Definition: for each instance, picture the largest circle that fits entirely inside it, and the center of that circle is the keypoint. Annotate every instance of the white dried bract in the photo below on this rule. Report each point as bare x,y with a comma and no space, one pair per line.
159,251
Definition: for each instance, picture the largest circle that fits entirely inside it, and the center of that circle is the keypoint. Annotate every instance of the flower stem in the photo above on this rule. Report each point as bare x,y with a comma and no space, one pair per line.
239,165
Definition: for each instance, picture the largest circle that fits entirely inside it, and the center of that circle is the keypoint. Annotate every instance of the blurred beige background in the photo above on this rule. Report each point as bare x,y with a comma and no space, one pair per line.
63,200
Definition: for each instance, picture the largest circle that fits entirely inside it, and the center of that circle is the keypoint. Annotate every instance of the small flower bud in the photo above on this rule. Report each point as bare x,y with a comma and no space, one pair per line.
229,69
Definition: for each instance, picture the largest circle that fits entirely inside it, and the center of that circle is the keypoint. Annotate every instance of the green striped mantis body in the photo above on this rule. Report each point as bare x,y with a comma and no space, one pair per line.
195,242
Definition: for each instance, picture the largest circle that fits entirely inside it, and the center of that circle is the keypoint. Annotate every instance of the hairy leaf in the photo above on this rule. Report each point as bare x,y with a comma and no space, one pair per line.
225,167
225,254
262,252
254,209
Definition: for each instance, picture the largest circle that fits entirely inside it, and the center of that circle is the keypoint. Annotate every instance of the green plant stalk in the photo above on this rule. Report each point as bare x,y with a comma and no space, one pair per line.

---

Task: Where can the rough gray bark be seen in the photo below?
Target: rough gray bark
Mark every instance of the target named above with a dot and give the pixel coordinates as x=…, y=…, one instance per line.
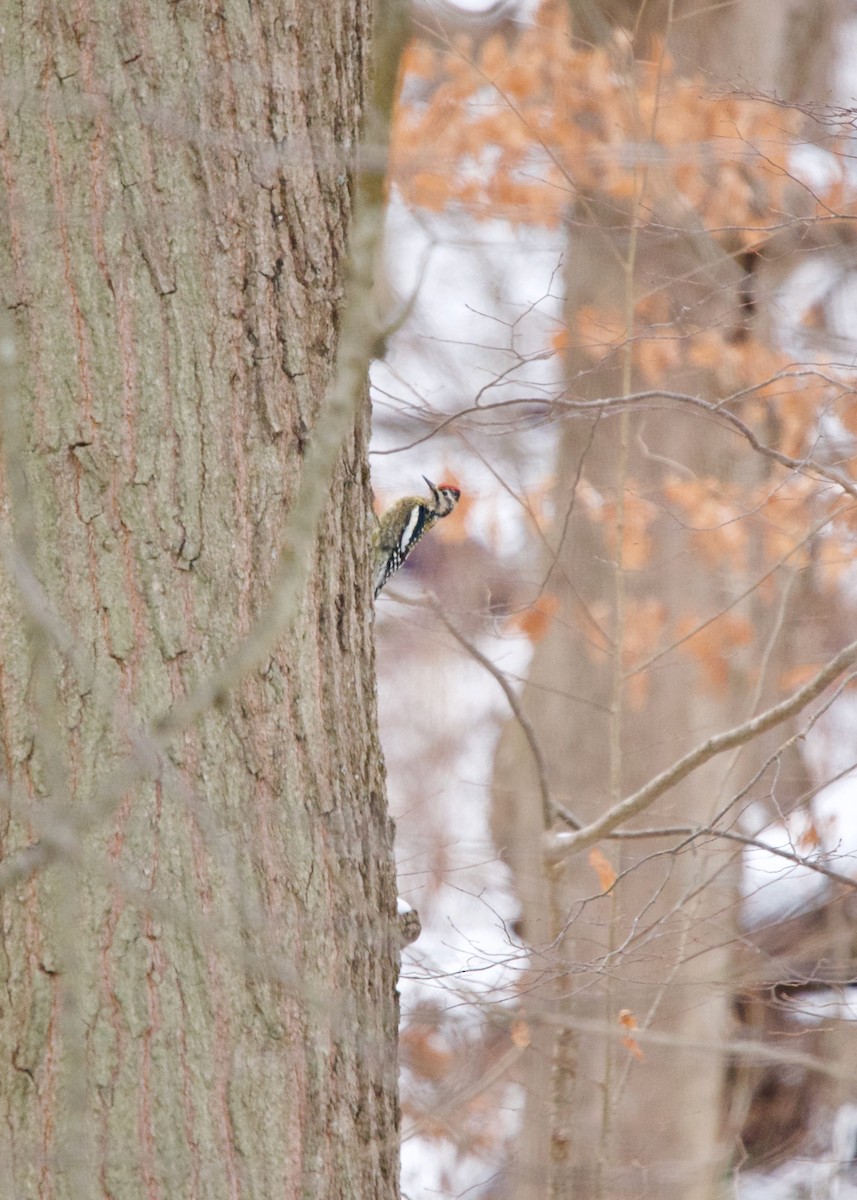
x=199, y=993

__Exercise prompt__:
For each line in the data above that contains the string "gray", extract the line.

__Answer box__:
Task: Where can the rough gray bark be seen in the photo below?
Target: rough gray bark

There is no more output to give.